▸ INSTRUCTIONS FOR THE TASK
Repeat every entry exactly as it appears.

---*---

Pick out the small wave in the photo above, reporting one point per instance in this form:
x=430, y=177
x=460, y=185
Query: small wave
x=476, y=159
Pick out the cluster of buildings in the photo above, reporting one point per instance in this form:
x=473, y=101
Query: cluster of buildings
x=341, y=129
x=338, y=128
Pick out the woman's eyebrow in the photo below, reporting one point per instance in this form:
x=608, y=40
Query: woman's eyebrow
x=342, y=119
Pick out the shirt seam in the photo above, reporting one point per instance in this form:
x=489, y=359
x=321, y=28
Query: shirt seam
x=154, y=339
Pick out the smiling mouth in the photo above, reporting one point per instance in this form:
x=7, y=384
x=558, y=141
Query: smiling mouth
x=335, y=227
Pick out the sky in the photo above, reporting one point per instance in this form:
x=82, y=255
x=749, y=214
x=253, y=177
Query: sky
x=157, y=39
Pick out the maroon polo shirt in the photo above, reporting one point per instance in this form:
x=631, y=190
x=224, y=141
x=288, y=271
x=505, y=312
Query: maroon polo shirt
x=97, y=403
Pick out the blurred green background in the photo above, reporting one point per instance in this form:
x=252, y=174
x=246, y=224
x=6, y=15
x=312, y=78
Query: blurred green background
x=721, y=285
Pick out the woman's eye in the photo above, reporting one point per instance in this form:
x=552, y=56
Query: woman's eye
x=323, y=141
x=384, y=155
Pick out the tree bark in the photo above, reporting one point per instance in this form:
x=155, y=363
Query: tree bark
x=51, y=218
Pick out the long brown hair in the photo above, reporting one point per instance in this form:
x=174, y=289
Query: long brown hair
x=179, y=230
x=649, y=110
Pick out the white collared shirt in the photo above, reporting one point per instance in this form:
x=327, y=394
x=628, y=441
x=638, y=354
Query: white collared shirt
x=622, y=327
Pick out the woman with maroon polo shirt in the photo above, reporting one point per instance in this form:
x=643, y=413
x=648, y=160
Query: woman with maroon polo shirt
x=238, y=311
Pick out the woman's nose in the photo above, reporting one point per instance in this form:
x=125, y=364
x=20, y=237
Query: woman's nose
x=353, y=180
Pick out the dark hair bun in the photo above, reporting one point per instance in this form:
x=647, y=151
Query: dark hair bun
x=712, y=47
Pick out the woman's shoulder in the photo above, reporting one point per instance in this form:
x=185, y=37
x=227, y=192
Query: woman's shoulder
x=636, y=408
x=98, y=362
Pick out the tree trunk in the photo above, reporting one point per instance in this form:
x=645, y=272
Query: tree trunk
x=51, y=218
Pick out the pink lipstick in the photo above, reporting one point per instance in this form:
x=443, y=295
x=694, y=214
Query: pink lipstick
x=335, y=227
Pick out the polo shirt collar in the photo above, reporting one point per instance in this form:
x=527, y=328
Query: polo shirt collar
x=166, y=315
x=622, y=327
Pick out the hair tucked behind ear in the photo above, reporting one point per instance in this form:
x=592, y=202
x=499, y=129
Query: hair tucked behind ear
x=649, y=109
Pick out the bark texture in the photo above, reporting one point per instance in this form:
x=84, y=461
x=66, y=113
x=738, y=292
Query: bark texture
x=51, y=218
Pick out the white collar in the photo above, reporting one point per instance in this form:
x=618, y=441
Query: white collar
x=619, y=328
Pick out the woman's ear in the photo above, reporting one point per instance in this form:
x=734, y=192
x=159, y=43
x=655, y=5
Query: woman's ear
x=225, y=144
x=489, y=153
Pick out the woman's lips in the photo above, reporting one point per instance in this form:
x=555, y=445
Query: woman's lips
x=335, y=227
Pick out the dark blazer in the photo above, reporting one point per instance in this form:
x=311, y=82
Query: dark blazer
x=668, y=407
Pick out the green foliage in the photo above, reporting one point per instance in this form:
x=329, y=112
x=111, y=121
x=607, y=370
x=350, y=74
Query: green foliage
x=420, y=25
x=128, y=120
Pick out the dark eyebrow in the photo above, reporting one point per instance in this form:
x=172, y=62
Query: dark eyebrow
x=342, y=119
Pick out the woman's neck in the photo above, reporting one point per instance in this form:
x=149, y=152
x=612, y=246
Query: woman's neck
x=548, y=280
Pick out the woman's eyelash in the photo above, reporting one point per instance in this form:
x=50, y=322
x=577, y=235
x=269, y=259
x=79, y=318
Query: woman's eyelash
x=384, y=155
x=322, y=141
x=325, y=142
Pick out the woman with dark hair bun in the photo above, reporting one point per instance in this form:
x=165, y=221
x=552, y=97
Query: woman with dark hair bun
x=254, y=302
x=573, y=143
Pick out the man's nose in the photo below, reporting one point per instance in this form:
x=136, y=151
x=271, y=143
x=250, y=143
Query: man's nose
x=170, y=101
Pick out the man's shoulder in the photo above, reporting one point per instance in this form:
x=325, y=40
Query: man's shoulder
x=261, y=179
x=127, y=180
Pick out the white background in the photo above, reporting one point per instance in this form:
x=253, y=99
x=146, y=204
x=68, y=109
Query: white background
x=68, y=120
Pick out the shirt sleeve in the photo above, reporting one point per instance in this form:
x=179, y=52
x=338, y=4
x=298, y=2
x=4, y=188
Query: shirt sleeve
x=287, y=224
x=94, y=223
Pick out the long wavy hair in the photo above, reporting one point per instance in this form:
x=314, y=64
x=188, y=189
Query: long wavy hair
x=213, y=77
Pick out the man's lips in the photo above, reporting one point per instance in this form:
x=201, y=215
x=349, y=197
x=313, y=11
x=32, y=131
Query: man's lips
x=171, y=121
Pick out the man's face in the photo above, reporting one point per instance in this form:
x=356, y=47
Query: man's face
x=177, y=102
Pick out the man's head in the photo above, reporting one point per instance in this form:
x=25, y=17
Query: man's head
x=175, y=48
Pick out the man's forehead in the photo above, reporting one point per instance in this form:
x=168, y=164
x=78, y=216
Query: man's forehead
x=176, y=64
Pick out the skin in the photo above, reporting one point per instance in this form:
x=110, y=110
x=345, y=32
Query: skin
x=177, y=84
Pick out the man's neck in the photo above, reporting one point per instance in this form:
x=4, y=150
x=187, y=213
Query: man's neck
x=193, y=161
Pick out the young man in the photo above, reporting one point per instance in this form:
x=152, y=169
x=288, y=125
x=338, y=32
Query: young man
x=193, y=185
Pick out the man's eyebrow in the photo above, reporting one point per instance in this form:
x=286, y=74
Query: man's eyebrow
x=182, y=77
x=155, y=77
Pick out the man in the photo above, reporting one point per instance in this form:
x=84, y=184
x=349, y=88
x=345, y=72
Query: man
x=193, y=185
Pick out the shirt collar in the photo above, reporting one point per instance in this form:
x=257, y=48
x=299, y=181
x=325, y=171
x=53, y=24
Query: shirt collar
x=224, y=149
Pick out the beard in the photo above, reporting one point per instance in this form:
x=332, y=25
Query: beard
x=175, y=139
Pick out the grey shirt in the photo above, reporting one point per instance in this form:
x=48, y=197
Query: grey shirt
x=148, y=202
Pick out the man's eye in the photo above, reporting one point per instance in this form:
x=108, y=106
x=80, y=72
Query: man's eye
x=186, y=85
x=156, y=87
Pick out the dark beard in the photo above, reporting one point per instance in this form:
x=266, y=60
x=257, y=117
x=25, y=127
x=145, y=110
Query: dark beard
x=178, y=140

---*---

▸ WORKED SOLUTION
Pick out the small wave in the photo above, reporting one point per instance in this form:
x=430, y=177
x=460, y=185
Query: small wave
x=476, y=159
Pick out the cluster of buildings in the photo above, reporting one point per instance in this form:
x=473, y=101
Query: cluster of buildings
x=341, y=129
x=338, y=128
Pick out the woman's eyebrow in the photo below, reporting one point per instance in this form:
x=608, y=40
Query: woman's eyebrow
x=342, y=119
Pick out the shirt seam in the photo above, reporting one point per instance in this form:
x=489, y=359
x=321, y=28
Query: shirt seam
x=154, y=339
Pick out the smiling mouth in the photo above, reporting one point per instance in this form:
x=7, y=384
x=558, y=141
Query: smiling mouth
x=335, y=227
Pick out the sky in the photo above, reporting one point per instance in this form:
x=82, y=255
x=749, y=214
x=253, y=177
Query: sky
x=157, y=39
Pick out the maroon polo shirt in the photo above, reporting one point per instance in this form:
x=631, y=190
x=224, y=141
x=288, y=271
x=505, y=312
Query: maroon polo shirt
x=97, y=403
Pick out the blurred green background in the photo above, reporting one point per instance in this form:
x=252, y=174
x=246, y=224
x=6, y=15
x=312, y=78
Query: blurred green background
x=721, y=285
Pick out the woman's eye in the photo above, reporting one point per instance in this form:
x=552, y=56
Query: woman's eye
x=323, y=141
x=384, y=155
Pick out the tree bark in the photo above, reporting one point per instance in this form:
x=155, y=363
Query: tree bark
x=51, y=218
Pick out the long brown hair in the photo above, reporting one point per instance in this form:
x=174, y=289
Query: long brown hair
x=179, y=230
x=649, y=110
Pick out the white collared shirt in the photo above, reporting one point per instance in this form:
x=327, y=394
x=628, y=441
x=638, y=354
Query: white collared shirt
x=622, y=327
Pick out the woman with maroon polo shirt in the photo above, reporting one point per instance in this form:
x=643, y=413
x=648, y=160
Query: woman with maroon polo shirt
x=238, y=311
Pick out the woman's nose in the photo above, reporting one point per instance in this form:
x=125, y=364
x=20, y=237
Query: woman's nose
x=353, y=180
Pick out the dark hair bun in the photo above, reporting one point per instance in this form:
x=647, y=151
Query: dark hair bun
x=712, y=47
Pick out the woman's shoulder in the photo above, reporting one point per instance in this form:
x=185, y=37
x=227, y=192
Query: woman's shoulder
x=636, y=408
x=98, y=362
Pick out the tree trunk in the photo above, reporting one point per instance in this form:
x=645, y=272
Query: tree trunk
x=51, y=218
Pick out the pink lipstick in the photo above, reporting one point per instance in this form:
x=443, y=295
x=694, y=214
Query: pink lipstick
x=335, y=227
Pick out the polo shirt collar in the photo above, reporting one point per instance in this form:
x=527, y=328
Query: polo shirt collar
x=166, y=315
x=622, y=327
Pick out the hair tucked behind ear in the photo above, reporting one point per instance in this form:
x=592, y=202
x=499, y=129
Query: hair tucked behind ear
x=649, y=109
Pick out the bark texture in the photo above, reporting one point per instance in this form:
x=84, y=461
x=66, y=113
x=738, y=292
Query: bark texture
x=51, y=218
Pick out the white collar in the photo above, reporting one point per instance in this form:
x=618, y=441
Query: white collar
x=619, y=328
Pick out the woman's ear in the photo above, reporting one point per instance in this form:
x=734, y=192
x=159, y=43
x=655, y=5
Query: woman's ear
x=225, y=144
x=489, y=153
Pick out the woman's lips in the photo above, reporting one point per instance in this form:
x=555, y=445
Query: woman's lips
x=335, y=227
Pick out the dark blazer in the photo above, reporting one point per instance in this form:
x=311, y=82
Query: dark blazer
x=668, y=407
Pick out the green foliage in the photo above, reporting one point per instance in this form:
x=329, y=112
x=111, y=121
x=607, y=370
x=350, y=74
Query: green foliage
x=420, y=25
x=128, y=120
Pick out the dark eyebrow in the photo above, reporting one point per instance in this form:
x=172, y=62
Query: dark eyebrow
x=342, y=119
Pick out the woman's neck in the photo above, reporting one point per instance in this form:
x=149, y=152
x=612, y=246
Query: woman's neck
x=548, y=280
Pick out the woman's eyelash in the photo above, reporting one point per instance in this form:
x=50, y=322
x=577, y=235
x=269, y=259
x=79, y=318
Query: woman's eyelash
x=384, y=155
x=322, y=141
x=325, y=142
Pick out the woman with dark hair bun in the photo above, reporting one point per instance in this form:
x=165, y=221
x=552, y=97
Query: woman with dark hair bun
x=254, y=302
x=573, y=143
Pick out the man's nose in the photo below, reporting one point per instance in this form:
x=136, y=151
x=271, y=143
x=250, y=143
Query: man's nose
x=170, y=101
Pick out the man's shoulder in the photo above, reporting one point per instance in this form:
x=325, y=40
Query: man's shoulder
x=261, y=179
x=127, y=180
Pick out the white background in the photo above, reporting one point per instance in this form:
x=253, y=99
x=146, y=204
x=68, y=109
Query: white background
x=68, y=120
Pick out the shirt sleeve in the photo above, reporting one point per instance in this form:
x=179, y=52
x=338, y=4
x=298, y=2
x=4, y=188
Query: shirt sleeve
x=287, y=224
x=94, y=223
Pick out the long wavy hair in the photo above, reporting one point per instance in this form:
x=314, y=64
x=188, y=189
Query: long wavy hair
x=213, y=77
Pick out the man's lips in the photo above, reporting one point per instance in this form:
x=201, y=215
x=349, y=197
x=313, y=11
x=32, y=131
Query: man's lips
x=171, y=121
Pick out the man's face in the photo above, reporting one point per instance in this form:
x=356, y=47
Query: man's face
x=177, y=102
Pick out the man's head in the photo above, reporting one point per instance in this form:
x=25, y=17
Query: man's head
x=175, y=48
Pick out the man's forehead in the photo above, reporting one point per instance in this form:
x=168, y=164
x=78, y=216
Query: man's forehead
x=176, y=64
Pick out the skin in the photo above, reporting one point per instance in this form:
x=110, y=110
x=345, y=32
Query: skin
x=177, y=84
Pick out the man's neck in the photo above, reporting one point per instance in this form:
x=4, y=150
x=187, y=213
Query: man's neck
x=193, y=161
Pick out the young man in the photo above, reporting one point per instance in this form:
x=152, y=169
x=288, y=125
x=338, y=32
Query: young man
x=193, y=185
Pick out the man's eyebrow in the photo above, reporting one point per instance in this form:
x=286, y=74
Query: man's eyebrow
x=182, y=77
x=155, y=77
Pick out the man in the photo above, reporting one point per instance in this form:
x=84, y=184
x=349, y=88
x=345, y=72
Query: man
x=193, y=185
Pick out the shirt collar in the photo above, reporting one point per instance in this form:
x=257, y=48
x=299, y=181
x=325, y=171
x=53, y=24
Query: shirt collar
x=224, y=149
Pick out the beard in the photo above, reporting one point per instance in this form:
x=332, y=25
Query: beard
x=175, y=139
Pick out the grey shirt in the photo above, reporting one point per instance in this form:
x=48, y=197
Query: grey shirt
x=148, y=202
Pick out the man's eye in the photo above, reporting one point per instance in this form:
x=108, y=106
x=80, y=72
Query: man's eye
x=186, y=85
x=156, y=87
Pick out the dark beard in the photo above, reporting one point per instance in this form:
x=266, y=60
x=257, y=117
x=25, y=127
x=145, y=110
Query: dark beard
x=178, y=140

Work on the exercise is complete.